◆ Task objective
Select every line of the rows below that contains the string "wrap", and copy each one. Matching is case-sensitive.

◆ Provided entries
◇ ◇ ◇ ◇ ◇ ◇ ◇
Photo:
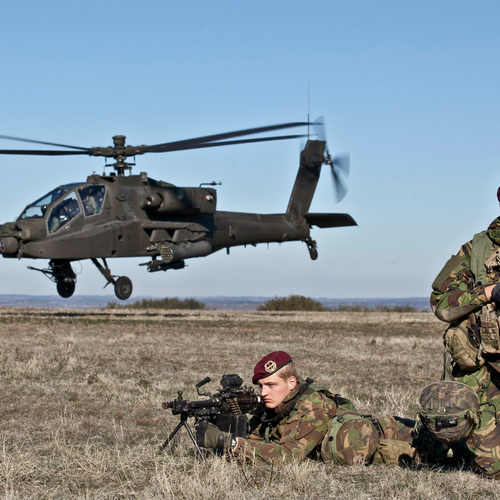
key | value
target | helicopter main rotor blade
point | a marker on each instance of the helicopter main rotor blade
(41, 152)
(11, 138)
(183, 147)
(190, 143)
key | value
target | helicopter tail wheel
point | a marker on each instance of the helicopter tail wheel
(312, 247)
(123, 288)
(66, 288)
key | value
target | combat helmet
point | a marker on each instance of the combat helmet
(449, 410)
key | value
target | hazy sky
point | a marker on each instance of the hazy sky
(409, 88)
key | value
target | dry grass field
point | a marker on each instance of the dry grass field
(81, 401)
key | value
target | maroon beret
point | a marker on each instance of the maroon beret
(270, 364)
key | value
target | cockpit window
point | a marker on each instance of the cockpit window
(92, 199)
(38, 208)
(63, 212)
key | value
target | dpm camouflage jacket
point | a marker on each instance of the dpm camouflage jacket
(456, 290)
(295, 436)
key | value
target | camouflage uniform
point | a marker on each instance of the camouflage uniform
(456, 294)
(296, 435)
(304, 431)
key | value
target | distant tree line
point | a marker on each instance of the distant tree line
(166, 303)
(301, 303)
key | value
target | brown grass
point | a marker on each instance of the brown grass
(81, 392)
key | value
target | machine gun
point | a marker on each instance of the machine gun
(226, 409)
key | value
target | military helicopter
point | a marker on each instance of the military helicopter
(125, 215)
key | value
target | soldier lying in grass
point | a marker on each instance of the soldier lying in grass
(303, 420)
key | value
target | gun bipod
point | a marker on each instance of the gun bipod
(183, 423)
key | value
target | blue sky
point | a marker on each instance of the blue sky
(409, 89)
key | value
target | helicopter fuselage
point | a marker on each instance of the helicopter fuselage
(112, 216)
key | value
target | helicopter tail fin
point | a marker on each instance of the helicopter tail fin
(311, 159)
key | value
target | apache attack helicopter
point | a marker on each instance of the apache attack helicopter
(125, 215)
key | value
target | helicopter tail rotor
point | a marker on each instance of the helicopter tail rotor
(339, 165)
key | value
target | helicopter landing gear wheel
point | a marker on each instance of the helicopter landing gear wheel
(66, 288)
(123, 288)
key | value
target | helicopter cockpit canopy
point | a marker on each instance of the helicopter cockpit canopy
(38, 208)
(63, 212)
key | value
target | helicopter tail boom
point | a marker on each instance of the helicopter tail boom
(330, 220)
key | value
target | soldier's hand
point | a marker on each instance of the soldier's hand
(495, 293)
(214, 438)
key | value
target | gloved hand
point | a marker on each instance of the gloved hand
(495, 293)
(210, 436)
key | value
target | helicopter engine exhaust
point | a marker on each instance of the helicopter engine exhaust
(184, 251)
(9, 246)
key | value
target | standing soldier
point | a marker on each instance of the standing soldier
(466, 294)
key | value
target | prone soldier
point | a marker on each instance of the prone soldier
(302, 419)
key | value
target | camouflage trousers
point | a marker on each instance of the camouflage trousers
(354, 437)
(484, 441)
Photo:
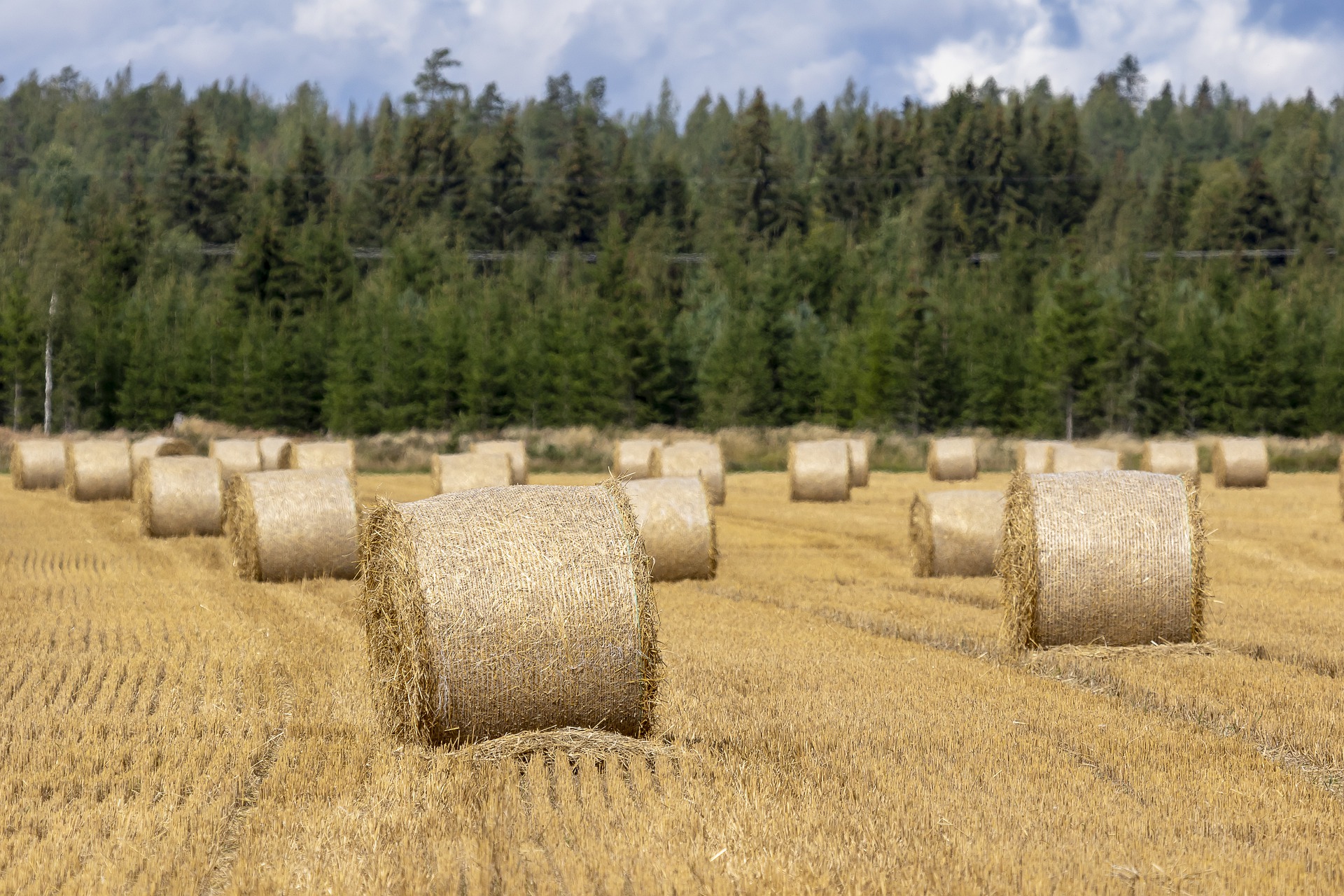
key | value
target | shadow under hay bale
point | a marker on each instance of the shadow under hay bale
(38, 464)
(465, 472)
(1241, 464)
(956, 532)
(505, 610)
(1112, 558)
(678, 527)
(292, 524)
(181, 496)
(819, 470)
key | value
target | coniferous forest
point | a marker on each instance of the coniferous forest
(1021, 260)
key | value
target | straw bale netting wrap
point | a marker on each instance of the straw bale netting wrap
(181, 496)
(465, 472)
(292, 524)
(38, 464)
(1241, 464)
(676, 526)
(1069, 458)
(695, 458)
(636, 458)
(507, 610)
(1113, 558)
(952, 460)
(819, 470)
(956, 532)
(235, 456)
(99, 469)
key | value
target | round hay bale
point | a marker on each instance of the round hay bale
(676, 526)
(517, 451)
(956, 532)
(465, 472)
(505, 610)
(181, 496)
(1176, 458)
(819, 470)
(272, 449)
(99, 470)
(1112, 558)
(636, 458)
(1241, 464)
(38, 464)
(292, 524)
(952, 460)
(235, 456)
(1069, 458)
(702, 460)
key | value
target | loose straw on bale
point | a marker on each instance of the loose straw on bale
(1113, 558)
(465, 472)
(1241, 464)
(505, 610)
(181, 496)
(676, 526)
(702, 460)
(292, 524)
(952, 460)
(99, 469)
(1176, 458)
(517, 451)
(1068, 458)
(38, 464)
(819, 470)
(636, 458)
(956, 532)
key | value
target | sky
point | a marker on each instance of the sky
(358, 50)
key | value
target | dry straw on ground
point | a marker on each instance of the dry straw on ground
(181, 496)
(1241, 464)
(1070, 458)
(1112, 558)
(38, 464)
(952, 460)
(956, 532)
(676, 526)
(465, 472)
(1175, 457)
(292, 524)
(636, 458)
(819, 470)
(507, 610)
(99, 469)
(517, 451)
(695, 458)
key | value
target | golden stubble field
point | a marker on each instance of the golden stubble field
(828, 724)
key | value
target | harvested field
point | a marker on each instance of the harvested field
(828, 722)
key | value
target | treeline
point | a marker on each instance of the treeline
(986, 261)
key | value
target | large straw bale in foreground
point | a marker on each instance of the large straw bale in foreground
(819, 470)
(181, 496)
(505, 610)
(99, 470)
(636, 458)
(465, 472)
(1070, 458)
(1113, 558)
(38, 464)
(956, 532)
(952, 460)
(695, 458)
(514, 449)
(676, 526)
(292, 524)
(1241, 464)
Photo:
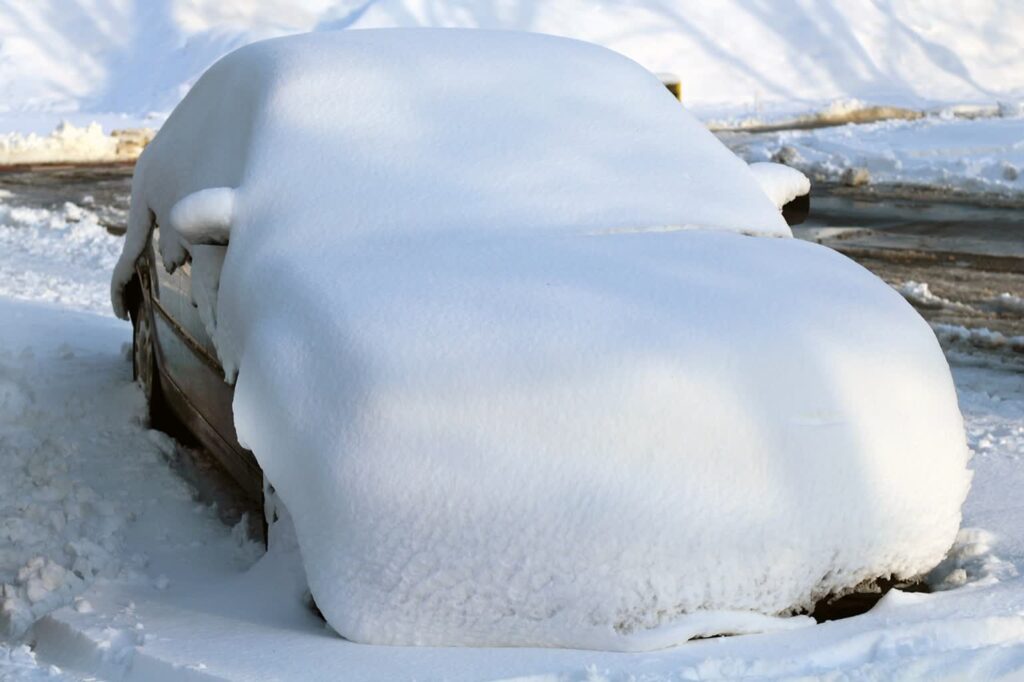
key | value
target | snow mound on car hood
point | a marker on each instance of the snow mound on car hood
(592, 440)
(406, 131)
(512, 371)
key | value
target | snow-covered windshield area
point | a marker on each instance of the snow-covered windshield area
(509, 355)
(378, 134)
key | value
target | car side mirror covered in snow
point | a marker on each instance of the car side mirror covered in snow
(786, 187)
(204, 217)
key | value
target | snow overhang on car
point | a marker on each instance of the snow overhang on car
(508, 351)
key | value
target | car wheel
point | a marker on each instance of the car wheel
(144, 366)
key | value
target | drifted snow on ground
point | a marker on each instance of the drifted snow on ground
(175, 600)
(82, 58)
(935, 153)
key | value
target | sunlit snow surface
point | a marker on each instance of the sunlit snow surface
(507, 353)
(178, 602)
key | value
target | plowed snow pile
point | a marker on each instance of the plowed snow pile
(517, 374)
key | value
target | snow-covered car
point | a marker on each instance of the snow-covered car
(527, 354)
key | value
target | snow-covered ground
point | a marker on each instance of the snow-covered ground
(126, 65)
(126, 577)
(937, 153)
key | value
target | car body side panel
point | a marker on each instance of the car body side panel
(190, 377)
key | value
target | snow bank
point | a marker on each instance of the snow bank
(59, 255)
(69, 143)
(983, 155)
(139, 56)
(514, 371)
(781, 183)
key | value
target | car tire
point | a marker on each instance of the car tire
(144, 370)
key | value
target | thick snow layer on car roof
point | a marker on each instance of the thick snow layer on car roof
(511, 369)
(412, 130)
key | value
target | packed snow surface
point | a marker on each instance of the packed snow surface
(121, 61)
(518, 375)
(937, 152)
(781, 183)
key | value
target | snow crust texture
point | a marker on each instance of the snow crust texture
(516, 373)
(935, 153)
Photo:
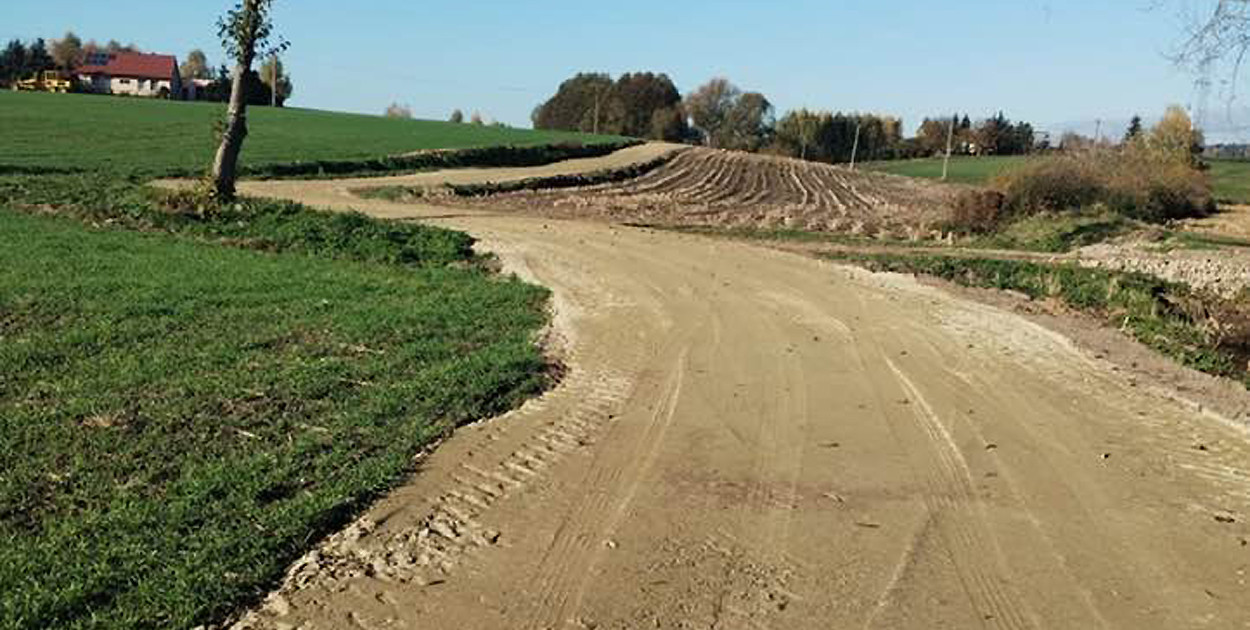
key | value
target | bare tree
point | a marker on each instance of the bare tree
(400, 111)
(273, 73)
(68, 51)
(195, 66)
(245, 31)
(1223, 35)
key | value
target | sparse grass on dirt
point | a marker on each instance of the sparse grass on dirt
(59, 133)
(181, 418)
(1055, 231)
(1199, 330)
(496, 188)
(1230, 179)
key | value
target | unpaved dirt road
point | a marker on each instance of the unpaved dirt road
(754, 439)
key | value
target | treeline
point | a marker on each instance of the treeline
(995, 135)
(20, 60)
(721, 115)
(639, 105)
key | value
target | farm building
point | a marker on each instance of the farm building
(135, 74)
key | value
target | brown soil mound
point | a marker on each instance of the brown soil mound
(730, 189)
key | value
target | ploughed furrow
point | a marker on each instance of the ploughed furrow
(730, 188)
(716, 188)
(709, 179)
(660, 179)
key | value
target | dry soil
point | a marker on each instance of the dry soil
(750, 438)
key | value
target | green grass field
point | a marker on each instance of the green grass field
(158, 138)
(1231, 181)
(188, 404)
(963, 170)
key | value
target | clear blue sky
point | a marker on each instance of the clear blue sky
(1054, 63)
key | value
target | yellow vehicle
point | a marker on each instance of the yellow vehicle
(48, 80)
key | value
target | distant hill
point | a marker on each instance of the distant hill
(69, 131)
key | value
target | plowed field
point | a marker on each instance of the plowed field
(704, 186)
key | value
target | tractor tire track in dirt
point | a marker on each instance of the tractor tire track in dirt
(749, 438)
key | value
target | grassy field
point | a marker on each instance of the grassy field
(963, 170)
(1231, 180)
(188, 404)
(159, 138)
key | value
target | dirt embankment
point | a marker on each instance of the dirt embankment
(756, 439)
(705, 186)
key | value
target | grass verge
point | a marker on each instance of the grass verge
(186, 404)
(58, 133)
(1056, 233)
(496, 188)
(1184, 324)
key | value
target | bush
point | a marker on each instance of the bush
(1134, 181)
(976, 211)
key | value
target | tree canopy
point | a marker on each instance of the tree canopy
(638, 104)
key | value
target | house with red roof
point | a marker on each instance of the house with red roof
(136, 74)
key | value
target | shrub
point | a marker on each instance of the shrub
(1135, 181)
(976, 211)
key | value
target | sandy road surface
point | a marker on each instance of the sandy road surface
(754, 439)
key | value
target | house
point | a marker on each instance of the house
(135, 74)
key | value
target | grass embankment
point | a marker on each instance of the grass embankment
(1199, 330)
(188, 404)
(58, 133)
(963, 169)
(496, 188)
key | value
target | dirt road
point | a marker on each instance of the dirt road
(754, 439)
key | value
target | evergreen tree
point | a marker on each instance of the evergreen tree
(38, 59)
(13, 61)
(1134, 129)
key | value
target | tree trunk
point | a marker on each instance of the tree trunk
(225, 166)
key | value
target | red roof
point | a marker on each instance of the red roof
(131, 65)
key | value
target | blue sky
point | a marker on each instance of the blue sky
(1056, 63)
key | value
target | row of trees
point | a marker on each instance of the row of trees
(259, 84)
(995, 135)
(20, 60)
(721, 115)
(70, 51)
(838, 138)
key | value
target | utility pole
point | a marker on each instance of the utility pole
(599, 93)
(855, 146)
(273, 83)
(950, 143)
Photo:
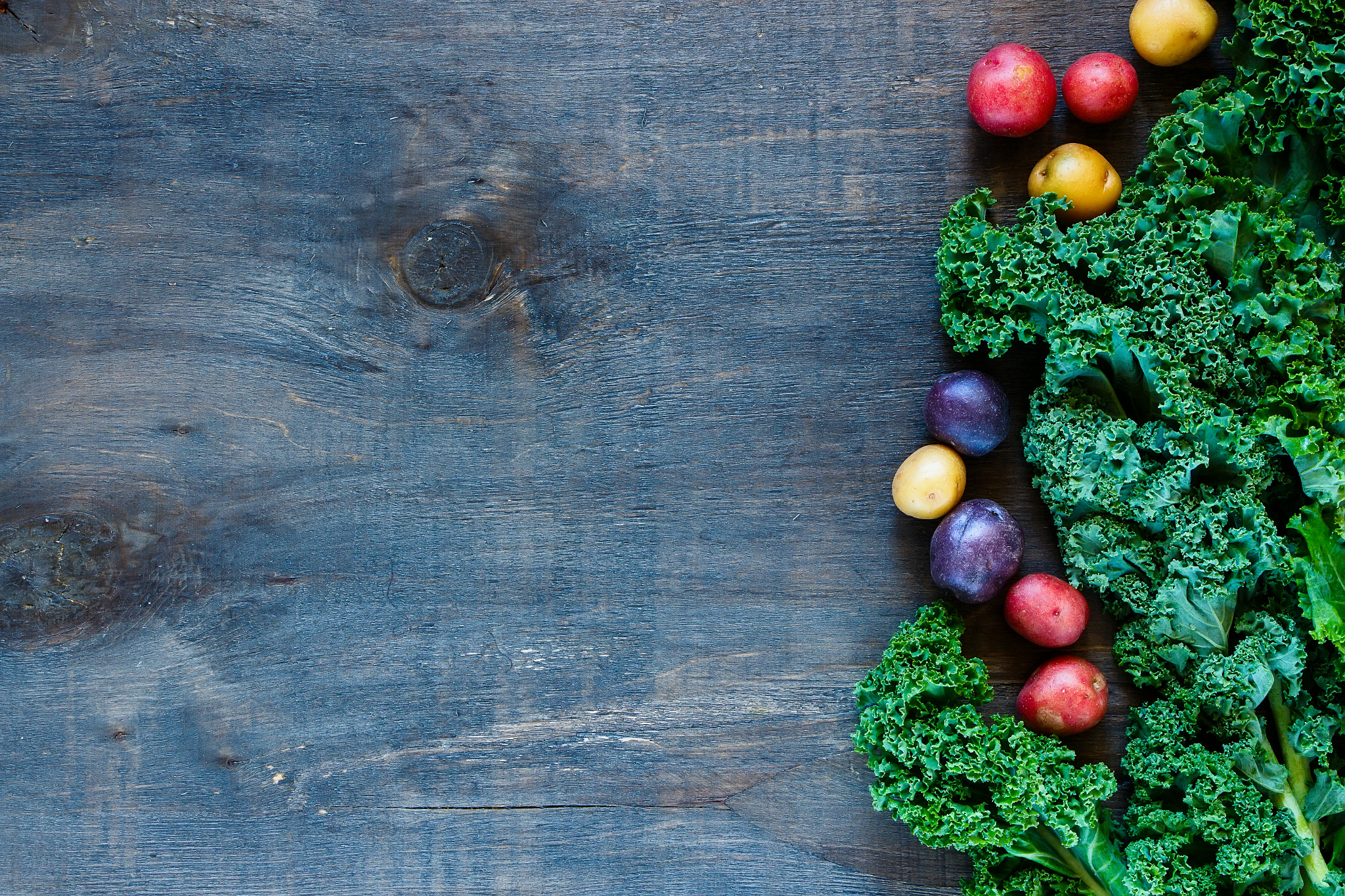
◇ ◇ ◇ ◇ ◇ ◇ ◇
◆ Final result
target | straw bale netting wrap
point | a marker on each instance of the straw bale netting wrap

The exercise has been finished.